Many Air Force retirees enjoyed a picnic at Hunt Park in Holbrook, including these who stopped to pose under the reunion banner provided by Kevin Romo and Golden Eagle Distributors.
Lt. Col. John Kingston, Retired, (right) dedicates the plaque commemorating the service of those assigned to the radar site in Holbrook as MSgt. Ray McDonald, Retired, looks on.
The plaque honoring the service of Air Force personnel at the radar site in Holbrook was created and installed by Ray McDonald and Karl Guzzo. It now stands on the Painted Desert Campus of Northland Pioneer College, land which formerly was home to the site.
American flags flew on Navajo Blvd. and West Hopi Drive July 17, greeting the U.S. Air Force retirees in Holbrook that weekend for their reunion. They noted that it was a thrill to know the Air Force personnel stationed in Holbrook over the years were a significant part of the town’s history.
Hundreds of men and women were stationed at the radar bomb scoring (RBS) site in Holbrook over a period of 26 years. Eight acres of land were leased from the city to place equipment and buildings for training purposes. The RBS site aided pilots and crews in preparing for missions assigned to them in wartime (the Vietnam Era).
In 1968, Colonel Powell stated, “The original purpose of the radar site was to train for penetrating bombing missions and electronic countermeasures in the event of a nuclear war.” In 1979 the detachment designation was changed to “strategic training range” for the remainder of its existence.
Approximately 120 spouses and children accompanied their husbands and fathers to Holbrook. School enrollment increased, as did business, church attendance and organization rolls. There were many happy and not so happy times over the next 26 years. The radar site closed in 1993, but several families still remain in Holbrook today.
The reunion began with dinner at El Rancho for a sign-in and greet of old buddies, friends and new acquaintances. The rekindled friendships, war stories and fun times were rehashed, and laughter radiated over the room as all enjoyed a good time.

DATASET CONTENT>
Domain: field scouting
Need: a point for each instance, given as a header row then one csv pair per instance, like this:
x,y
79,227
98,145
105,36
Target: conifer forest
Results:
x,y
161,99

THE TASK> Please return the part of the Holbrook radar site reunion text starting with "Lt. Col. John" and going on through "to the site.", copied exactly.

WRITTEN SOLUTION>
Lt. Col. John Kingston, Retired, (right) dedicates the plaque commemorating the service of those assigned to the radar site in Holbrook as MSgt. Ray McDonald, Retired, looks on.
The plaque honoring the service of Air Force personnel at the radar site in Holbrook was created and installed by Ray McDonald and Karl Guzzo. It now stands on the Painted Desert Campus of Northland Pioneer College, land which formerly was home to the site.